[DATASET ENTRIES Boundary: Start]
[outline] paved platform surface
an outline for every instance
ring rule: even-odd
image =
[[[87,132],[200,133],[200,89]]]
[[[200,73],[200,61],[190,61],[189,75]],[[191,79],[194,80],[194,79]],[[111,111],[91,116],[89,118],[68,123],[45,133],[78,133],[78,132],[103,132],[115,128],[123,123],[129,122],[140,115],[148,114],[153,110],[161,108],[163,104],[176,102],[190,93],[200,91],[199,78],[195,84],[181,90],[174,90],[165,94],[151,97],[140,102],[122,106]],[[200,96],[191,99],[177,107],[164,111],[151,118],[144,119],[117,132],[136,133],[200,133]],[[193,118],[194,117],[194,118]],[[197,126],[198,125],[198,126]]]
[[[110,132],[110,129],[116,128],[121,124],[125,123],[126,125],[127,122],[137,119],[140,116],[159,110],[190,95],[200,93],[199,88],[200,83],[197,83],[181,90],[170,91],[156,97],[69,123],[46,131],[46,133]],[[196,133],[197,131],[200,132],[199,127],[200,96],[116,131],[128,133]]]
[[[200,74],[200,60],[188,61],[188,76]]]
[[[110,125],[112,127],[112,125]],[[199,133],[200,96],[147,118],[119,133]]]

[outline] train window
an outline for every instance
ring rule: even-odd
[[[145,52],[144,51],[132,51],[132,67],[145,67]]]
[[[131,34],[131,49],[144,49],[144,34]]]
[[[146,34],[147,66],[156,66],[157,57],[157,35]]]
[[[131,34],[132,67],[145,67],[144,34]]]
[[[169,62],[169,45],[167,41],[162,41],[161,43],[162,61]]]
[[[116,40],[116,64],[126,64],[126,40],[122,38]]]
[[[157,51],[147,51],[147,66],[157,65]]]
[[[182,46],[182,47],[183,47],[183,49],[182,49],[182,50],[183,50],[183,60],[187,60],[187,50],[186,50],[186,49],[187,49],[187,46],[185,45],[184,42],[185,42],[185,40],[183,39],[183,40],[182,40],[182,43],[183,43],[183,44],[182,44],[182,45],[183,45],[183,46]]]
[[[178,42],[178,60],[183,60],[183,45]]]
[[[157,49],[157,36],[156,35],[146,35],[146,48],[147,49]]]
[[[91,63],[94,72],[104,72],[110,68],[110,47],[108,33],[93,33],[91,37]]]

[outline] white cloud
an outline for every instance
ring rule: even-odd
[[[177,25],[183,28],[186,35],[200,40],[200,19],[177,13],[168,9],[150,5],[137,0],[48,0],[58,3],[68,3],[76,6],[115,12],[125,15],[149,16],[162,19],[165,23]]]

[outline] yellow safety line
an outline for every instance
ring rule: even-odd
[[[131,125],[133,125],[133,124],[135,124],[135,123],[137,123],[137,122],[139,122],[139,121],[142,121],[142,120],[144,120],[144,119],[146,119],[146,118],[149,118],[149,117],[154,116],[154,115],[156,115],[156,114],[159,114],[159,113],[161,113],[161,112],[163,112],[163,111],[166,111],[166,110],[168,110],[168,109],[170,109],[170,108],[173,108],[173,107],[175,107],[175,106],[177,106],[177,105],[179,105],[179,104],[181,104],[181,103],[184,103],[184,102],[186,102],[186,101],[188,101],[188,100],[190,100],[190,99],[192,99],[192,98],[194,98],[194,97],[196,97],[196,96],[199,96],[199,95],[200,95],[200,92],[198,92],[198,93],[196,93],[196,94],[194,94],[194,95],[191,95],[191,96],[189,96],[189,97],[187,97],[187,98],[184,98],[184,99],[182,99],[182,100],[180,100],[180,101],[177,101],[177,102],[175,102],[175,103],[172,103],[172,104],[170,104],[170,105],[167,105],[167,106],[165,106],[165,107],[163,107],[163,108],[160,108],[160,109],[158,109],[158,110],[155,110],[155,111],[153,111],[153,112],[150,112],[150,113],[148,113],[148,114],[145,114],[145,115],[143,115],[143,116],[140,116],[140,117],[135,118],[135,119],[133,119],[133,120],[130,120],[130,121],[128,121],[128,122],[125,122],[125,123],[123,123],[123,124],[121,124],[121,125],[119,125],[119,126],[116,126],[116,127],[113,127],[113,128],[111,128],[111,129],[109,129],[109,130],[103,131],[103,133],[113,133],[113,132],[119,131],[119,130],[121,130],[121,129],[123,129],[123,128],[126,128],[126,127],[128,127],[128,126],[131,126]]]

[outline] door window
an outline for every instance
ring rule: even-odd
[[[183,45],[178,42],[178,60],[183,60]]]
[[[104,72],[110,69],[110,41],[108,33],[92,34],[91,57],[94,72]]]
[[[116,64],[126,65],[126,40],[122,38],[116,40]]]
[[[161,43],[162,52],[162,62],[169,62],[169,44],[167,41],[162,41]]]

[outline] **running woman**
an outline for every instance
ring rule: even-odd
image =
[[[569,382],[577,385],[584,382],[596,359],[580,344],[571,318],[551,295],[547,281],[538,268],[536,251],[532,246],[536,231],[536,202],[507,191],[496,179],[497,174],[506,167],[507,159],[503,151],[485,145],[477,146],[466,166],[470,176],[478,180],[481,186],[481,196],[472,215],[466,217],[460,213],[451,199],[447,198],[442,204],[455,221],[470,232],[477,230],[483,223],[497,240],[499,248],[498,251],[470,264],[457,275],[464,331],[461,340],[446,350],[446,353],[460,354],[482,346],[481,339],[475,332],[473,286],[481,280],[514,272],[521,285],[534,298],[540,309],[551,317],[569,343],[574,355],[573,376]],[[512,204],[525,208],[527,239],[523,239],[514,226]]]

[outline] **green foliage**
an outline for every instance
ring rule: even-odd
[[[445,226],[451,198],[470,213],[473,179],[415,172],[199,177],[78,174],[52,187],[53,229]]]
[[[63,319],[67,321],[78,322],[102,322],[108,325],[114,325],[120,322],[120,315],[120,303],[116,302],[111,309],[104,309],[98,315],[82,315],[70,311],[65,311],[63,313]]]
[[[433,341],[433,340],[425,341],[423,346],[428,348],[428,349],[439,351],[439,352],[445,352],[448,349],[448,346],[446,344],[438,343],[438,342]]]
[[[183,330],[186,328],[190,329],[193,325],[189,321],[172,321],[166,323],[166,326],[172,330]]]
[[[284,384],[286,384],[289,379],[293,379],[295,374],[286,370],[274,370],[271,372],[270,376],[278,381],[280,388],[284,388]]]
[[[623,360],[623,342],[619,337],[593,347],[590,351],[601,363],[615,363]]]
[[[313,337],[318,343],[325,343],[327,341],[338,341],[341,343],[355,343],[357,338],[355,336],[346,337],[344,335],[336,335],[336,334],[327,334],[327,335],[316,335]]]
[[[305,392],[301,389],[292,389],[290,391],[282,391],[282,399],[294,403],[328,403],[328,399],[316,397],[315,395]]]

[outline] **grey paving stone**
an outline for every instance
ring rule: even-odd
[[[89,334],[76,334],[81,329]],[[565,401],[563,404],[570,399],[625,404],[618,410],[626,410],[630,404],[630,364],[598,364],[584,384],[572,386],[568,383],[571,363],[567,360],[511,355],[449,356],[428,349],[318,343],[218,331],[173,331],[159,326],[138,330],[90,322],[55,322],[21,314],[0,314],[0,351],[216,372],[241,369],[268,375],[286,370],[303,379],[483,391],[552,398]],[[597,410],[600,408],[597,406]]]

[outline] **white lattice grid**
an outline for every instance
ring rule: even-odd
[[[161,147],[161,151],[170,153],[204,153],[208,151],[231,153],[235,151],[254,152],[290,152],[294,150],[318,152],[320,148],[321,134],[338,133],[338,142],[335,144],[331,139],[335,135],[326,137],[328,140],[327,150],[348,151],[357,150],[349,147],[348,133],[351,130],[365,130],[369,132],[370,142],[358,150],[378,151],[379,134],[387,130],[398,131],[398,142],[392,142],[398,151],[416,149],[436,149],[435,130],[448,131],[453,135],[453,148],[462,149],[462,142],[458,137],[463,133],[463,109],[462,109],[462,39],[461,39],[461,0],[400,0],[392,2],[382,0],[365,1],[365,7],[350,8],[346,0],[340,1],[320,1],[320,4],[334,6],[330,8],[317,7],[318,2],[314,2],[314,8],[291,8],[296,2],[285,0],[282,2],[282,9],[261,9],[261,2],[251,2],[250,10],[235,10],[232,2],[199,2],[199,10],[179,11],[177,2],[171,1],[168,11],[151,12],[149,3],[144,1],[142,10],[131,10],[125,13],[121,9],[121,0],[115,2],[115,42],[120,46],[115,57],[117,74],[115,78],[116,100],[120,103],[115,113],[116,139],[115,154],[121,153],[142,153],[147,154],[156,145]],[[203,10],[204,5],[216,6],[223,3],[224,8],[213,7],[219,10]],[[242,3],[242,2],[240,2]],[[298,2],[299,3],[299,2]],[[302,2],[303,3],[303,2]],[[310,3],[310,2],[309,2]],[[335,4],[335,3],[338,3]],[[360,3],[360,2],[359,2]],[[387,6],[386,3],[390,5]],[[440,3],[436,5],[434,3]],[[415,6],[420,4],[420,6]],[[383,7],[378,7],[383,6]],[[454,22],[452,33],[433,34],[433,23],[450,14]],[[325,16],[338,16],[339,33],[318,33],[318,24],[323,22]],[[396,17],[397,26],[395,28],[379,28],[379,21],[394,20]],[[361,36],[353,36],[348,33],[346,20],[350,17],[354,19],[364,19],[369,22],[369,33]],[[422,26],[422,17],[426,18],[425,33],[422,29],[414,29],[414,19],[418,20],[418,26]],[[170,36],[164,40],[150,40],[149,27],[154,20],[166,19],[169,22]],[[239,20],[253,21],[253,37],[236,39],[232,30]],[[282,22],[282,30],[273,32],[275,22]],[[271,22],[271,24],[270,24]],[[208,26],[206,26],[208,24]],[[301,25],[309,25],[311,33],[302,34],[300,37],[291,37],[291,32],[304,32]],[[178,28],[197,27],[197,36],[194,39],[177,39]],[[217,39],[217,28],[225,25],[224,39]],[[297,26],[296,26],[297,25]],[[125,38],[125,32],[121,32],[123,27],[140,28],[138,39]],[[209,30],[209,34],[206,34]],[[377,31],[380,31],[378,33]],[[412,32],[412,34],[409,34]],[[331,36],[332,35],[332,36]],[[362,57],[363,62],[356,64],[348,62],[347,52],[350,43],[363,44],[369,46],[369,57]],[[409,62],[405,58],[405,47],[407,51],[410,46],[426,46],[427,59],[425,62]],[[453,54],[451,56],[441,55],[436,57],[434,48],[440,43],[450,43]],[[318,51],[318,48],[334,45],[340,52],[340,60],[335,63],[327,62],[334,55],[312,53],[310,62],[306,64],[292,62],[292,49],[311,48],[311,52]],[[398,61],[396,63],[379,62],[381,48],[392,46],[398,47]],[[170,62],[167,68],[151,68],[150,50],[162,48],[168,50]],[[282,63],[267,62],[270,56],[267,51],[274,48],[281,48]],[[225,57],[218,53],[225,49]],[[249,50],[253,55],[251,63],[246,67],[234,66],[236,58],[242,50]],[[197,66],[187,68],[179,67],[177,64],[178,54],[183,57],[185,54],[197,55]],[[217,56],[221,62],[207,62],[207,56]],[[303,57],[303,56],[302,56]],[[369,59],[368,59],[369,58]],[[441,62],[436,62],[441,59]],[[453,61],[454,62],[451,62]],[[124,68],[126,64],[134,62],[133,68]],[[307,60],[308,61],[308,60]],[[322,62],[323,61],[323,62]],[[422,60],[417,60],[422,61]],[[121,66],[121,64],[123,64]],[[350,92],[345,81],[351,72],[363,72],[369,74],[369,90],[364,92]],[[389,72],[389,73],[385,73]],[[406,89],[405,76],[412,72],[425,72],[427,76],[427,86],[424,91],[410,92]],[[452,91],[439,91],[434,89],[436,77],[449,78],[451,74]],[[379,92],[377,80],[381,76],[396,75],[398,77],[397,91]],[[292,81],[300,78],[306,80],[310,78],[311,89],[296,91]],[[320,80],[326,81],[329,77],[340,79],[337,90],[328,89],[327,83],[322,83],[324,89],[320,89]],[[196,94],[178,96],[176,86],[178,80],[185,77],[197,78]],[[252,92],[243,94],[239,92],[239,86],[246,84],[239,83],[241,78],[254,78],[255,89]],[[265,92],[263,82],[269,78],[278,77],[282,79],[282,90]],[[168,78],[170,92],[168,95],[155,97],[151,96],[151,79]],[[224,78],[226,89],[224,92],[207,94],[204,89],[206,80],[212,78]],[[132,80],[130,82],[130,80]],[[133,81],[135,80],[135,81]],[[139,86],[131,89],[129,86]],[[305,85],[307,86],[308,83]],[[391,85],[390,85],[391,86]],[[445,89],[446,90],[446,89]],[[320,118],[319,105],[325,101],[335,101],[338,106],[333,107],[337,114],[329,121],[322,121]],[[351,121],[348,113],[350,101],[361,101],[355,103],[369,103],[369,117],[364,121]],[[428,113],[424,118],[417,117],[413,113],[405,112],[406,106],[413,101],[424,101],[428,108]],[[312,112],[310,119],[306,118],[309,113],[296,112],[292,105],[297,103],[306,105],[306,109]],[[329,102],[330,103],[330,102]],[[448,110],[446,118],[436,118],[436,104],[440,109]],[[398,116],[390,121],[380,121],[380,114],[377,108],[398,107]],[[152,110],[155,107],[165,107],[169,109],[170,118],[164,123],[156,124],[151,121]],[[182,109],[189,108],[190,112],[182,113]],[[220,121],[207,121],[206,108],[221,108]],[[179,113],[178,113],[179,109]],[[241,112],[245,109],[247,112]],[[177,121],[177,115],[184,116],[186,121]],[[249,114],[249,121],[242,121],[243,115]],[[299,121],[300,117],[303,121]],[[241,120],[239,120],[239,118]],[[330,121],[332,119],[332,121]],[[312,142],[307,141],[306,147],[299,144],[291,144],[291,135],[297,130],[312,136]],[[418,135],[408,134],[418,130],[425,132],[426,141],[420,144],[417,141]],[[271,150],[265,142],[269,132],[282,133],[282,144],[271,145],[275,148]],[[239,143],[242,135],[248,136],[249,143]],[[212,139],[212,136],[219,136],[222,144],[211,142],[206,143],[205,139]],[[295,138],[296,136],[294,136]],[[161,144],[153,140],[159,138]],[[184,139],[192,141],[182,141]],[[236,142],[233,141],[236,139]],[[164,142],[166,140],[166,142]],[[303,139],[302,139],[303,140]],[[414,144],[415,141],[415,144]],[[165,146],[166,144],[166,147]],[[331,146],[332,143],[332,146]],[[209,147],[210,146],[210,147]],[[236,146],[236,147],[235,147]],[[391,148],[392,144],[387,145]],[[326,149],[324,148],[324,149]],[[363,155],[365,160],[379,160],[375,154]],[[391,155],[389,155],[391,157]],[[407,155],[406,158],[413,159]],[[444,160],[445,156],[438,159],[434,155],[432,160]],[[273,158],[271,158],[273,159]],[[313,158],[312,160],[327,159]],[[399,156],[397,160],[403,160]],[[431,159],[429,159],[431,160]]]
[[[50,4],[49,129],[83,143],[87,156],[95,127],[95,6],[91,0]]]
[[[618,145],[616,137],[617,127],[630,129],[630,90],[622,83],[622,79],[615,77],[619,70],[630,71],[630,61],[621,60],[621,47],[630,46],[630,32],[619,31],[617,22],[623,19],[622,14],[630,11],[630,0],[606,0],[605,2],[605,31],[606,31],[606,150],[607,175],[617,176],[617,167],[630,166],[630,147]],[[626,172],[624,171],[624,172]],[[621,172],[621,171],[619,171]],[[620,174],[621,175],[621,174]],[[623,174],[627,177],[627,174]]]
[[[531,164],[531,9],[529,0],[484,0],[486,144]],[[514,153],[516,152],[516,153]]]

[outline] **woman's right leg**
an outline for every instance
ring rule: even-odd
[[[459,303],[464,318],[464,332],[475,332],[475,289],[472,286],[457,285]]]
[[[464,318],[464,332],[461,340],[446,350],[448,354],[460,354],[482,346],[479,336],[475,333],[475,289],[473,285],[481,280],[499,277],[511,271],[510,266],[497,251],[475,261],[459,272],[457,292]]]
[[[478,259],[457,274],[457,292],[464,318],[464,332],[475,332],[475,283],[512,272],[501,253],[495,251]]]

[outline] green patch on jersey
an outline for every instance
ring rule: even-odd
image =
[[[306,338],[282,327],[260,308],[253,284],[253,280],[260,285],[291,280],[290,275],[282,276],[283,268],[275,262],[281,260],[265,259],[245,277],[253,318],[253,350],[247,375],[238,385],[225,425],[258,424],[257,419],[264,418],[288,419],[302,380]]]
[DATASET ENTRIES Boundary: End]
The word "white" appears in some lines of the records. Please work out how many and reply with that number only.

2